PAGE EXTRACT –
Fisheries Interests of Landlocked States under International Law: Impact of the WTO Fisheries Subsidies Agreement

INTRODUCTION

Traditionally, territorial seas and high seas were the two categorisations in international maritime law. Territorial seas allowed coastal states (hereinafter, ‘CSs’) monopoly over fisheries sources, necessitating determination of the extent of such control. Therefore, fisheries’ interests of states inherently formed the basis of the development of international sea delimitation. States also include non-coastal states—Land-Locked states (hereinafter, ‘LLSs’) and Geographically Disadvantaged states (hereinafter, ‘GDSs’). The LLGDSs have ensured the inclusion of their fisheries interests in international law by forming an important interest group during the formulation of the United Nations Conference on the Law of the Sea 1982 (hereinafter, ‘UNCLOS’) and its related negotiations. Since, traditionally, fisheries and other living marine resources have contributed immensely to the state’s economic and cultural growth, concerns of over-exploitation have also rightly followed.

Several treaties and international agreements—binding and non-binding, have been proposed to bring about international commitment towards the sustainability of marine resources. One such recent agreement is the WTO Agreement on Fisheries Subsidies, adopted at the 12th Ministerial Conference. The WTO Agreement, a first towards targeting a Sustainable Development Goal (SDG) through a multilateral agreement, seeks to address “illegal, unreported and unregulated” fishing. This post seeks to present the impact of the WTO Agreement on the fisheries rights of LLSs envisaged under UNCLOS. It shall first elaborate on the existing fisheries rights of LLSs, traced through the UNCLOS negotiations to their incorporation by regional agreements. Secondly, it shall present the WTO Agreement and argue that the WTO Agreement, by failing to make provisions pertaining to LLSs, will have a differential adverse impact on them. The paper shall conclude with the observation that the rights negotiated and envisaged by the UNCLOS are undermined by subsequent agreements surrounding fisheries and fail to uphold the fisheries interests of landlocked states. 

FISHERIES RIGHTS OF LLSs UNDER THE UNCLOS

Fisheries Interests, a term not defined in the UNCLOS, generally refer to harvesting, processing and rearing marine living resources. Fisheries interests of any state are historically crucial economic and human developmental interests. As landlocked states also have nutritional and population concerns, similar to coastal states, they also seek to utilize fisheries resources. In their interest, the UNCLOS III lays out certain rights in harnessing their fisheries interests.

JOB – Write the next passage of the article on landlocked states' fisheries interests, picking up after its final sentence.

Dataset excerpts on object pointing –
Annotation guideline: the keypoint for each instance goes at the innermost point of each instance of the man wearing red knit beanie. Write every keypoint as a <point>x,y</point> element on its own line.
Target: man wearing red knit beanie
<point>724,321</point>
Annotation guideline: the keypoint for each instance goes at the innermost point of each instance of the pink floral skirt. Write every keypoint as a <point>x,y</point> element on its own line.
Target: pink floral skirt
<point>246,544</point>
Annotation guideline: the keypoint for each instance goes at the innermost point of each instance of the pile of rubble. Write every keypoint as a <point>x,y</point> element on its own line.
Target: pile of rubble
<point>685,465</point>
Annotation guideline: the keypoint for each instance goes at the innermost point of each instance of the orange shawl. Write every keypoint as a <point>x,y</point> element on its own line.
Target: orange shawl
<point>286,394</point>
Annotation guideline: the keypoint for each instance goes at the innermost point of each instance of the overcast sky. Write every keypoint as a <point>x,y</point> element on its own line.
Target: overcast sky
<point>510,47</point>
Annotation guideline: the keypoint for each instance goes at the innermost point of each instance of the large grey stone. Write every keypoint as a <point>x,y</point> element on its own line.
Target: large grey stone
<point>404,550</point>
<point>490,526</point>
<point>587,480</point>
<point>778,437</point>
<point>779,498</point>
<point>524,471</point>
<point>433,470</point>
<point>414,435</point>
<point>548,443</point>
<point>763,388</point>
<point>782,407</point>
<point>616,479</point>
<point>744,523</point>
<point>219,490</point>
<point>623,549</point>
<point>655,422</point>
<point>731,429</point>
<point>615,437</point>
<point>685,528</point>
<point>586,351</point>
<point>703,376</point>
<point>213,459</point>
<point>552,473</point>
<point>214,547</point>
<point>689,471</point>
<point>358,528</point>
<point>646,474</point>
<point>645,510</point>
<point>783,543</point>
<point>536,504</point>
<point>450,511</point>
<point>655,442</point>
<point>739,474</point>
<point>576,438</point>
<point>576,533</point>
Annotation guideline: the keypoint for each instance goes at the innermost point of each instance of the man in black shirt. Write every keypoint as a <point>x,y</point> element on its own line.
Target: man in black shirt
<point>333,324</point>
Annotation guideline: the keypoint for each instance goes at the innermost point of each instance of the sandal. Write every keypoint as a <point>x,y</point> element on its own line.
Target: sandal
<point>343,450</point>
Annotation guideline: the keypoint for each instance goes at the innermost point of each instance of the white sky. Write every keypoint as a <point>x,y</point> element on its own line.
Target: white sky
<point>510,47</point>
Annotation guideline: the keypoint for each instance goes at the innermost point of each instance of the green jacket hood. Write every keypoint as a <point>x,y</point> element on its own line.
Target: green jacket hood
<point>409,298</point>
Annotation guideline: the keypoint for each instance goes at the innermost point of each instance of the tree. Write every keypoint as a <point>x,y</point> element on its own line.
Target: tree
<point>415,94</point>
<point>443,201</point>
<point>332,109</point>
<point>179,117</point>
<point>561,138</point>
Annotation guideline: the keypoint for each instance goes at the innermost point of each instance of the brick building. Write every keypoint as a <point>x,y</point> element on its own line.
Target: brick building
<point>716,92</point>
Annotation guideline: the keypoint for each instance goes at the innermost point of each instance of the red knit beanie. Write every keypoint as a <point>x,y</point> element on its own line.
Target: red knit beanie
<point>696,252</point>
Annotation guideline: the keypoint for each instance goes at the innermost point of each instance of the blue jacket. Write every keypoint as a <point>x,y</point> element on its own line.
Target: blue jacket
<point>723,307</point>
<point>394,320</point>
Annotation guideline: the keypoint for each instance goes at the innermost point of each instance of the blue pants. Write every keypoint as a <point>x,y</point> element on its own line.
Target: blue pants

SOLVED PROBLEM –
Negotiating Histories of Fisheries Interests

With the formation of sovereign nation-states, natural disadvantages faced by land-locked and other geographically impacted states were accentuated. Coastal states sought to protect their exclusive rights in the Exclusive Economic Zone (EEZ) by virtue of sovereignty and “natural prolongation of land territory.” The 1958 Geneva Conference on the Law of the Sea had failed to bring agreement on maritime limits of territorial seas and left such determination to unilateral means, leading to various clashes between coastal states. States like the US, Argentina, Saudi Arabia, and Venezuela, amongst many others, began unilaterally extending their sovereign claims, departing from the traditional 3-mile limit, primarily towards the exploitation of marine resources. Non-coastal states were, consequently, economically disadvantaged due to limitations on the transit of persons, trade and access to marine living and non-living resources. Towards setting a “just and equitable international economic order”, delimitation was sought under the Law of the Sea Conventions, which convened in 1973 and concluded with the UNCLOS III in 1982. The LLGDSs formed a unified interest group and were able to negotiate forms of access to the resources of EEZs along with the High Seas. 

Initially, limited considerations were made to acknowledge only developing countries’ geographical disadvantages and their impact. The other LLGDSs sought to propose a broader definition to ensure the inclusion of their interests. Though the LLGDSs within themselves had differing interests, such as the ocean exploration interests of developed states and access to transit and fisheries for the developing ones, they allied together in furtherance of larger economic interests. The LLGDSs, led by countries like Austria, Netherlands and Singapore, reached a membership of 54 countries and, thus, utilised their numerical strength to negotiate certain access and sharing rights in consideration of the acceptance of the concept of EEZs, advanced by major CSs. Rights concerning access to marine living resources were incorporated in Article 62(3) and Article 69—obligating CSs to take steps towards estimating determinable catch and giving access to LLSs regarding the surplus capacity.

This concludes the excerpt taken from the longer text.